Violence domestique et féminicides

Par Éloïse Cabral

Cette semaine je me permets un article plus opiniâtré. Comme beaucoup de personnes au Québec, je m’indigne devant ces meurtres de femmes par leur conjoint ou ex-conjoint. Depuis le début de la pandémie, sept féminicides ont été commis sur le seul territoire du Québec, et encore faut-il se rappeler la situation sociale privilégiée qu’on vit ici. Dans les pays où les sujets de la violence domestique, des violences sexuelles, des crimes d’honneur et de la règlementation de la sphère privée demeurent tabous, où le filet social et les ressources alternatives et initiatives communautaires demeurent chroniquement sous-financées, la situation est bien pire.

•••

Consigne => Recopiez mot pour mot le passage de l'article sur les féminicides qui va de « Par Éloïse Cabral » jusqu'à « est bien pire. » inclus.

[Données d'étiquetage par coordonnées]
•••

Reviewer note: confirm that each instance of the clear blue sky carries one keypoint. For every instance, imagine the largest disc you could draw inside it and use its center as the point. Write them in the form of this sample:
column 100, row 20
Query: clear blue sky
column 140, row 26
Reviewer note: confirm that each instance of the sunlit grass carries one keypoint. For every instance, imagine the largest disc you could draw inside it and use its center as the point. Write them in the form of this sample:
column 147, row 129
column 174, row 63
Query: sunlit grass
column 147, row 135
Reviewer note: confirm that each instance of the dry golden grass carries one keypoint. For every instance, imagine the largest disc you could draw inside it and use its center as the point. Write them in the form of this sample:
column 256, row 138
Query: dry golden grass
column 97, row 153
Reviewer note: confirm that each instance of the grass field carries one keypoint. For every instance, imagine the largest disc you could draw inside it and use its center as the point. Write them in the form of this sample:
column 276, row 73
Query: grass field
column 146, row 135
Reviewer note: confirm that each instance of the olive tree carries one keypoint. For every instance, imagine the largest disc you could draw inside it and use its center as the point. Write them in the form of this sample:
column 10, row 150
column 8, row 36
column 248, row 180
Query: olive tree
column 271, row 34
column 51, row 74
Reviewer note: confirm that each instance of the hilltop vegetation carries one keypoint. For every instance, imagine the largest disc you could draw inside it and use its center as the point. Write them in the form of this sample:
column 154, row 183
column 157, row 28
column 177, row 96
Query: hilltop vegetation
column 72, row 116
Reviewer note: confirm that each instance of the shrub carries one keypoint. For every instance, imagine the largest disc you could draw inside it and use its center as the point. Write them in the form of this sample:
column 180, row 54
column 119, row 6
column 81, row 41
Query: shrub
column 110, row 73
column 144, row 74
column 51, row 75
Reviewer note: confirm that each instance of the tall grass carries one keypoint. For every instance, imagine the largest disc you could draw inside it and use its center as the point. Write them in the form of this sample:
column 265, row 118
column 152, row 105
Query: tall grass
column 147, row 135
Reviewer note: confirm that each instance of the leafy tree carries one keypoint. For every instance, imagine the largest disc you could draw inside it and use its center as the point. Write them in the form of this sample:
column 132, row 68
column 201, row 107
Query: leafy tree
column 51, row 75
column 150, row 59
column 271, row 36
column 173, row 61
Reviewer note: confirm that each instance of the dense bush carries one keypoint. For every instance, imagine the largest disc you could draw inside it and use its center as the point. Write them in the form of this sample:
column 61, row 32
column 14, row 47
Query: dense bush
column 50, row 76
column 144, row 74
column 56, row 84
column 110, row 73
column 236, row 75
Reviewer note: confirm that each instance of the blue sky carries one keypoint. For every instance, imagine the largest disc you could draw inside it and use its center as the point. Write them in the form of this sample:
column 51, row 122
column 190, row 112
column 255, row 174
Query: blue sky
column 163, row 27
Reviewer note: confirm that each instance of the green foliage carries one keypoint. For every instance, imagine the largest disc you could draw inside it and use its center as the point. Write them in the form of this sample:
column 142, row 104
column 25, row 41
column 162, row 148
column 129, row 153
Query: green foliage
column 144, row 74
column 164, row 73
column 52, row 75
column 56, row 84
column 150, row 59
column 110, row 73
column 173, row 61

•••

Réponse =>
Par Éloïse Cabral

Cette semaine je me permets un article plus opiniâtré. Comme beaucoup de personnes au Québec, je m’indigne devant ces meurtres de femmes par leur conjoint ou ex-conjoint. Depuis le début de la pandémie, sept féminicides ont été commis sur le seul territoire du Québec, et encore faut-il se rappeler la situation sociale privilégiée qu’on vit ici. Dans les pays où les sujets de la violence domestique, des violences sexuelles, des crimes d’honneur et de la règlementation de la sphère privée demeurent tabous, où le filet social et les ressources alternatives et initiatives communautaires demeurent chroniquement sous-financées, la situation est bien pire.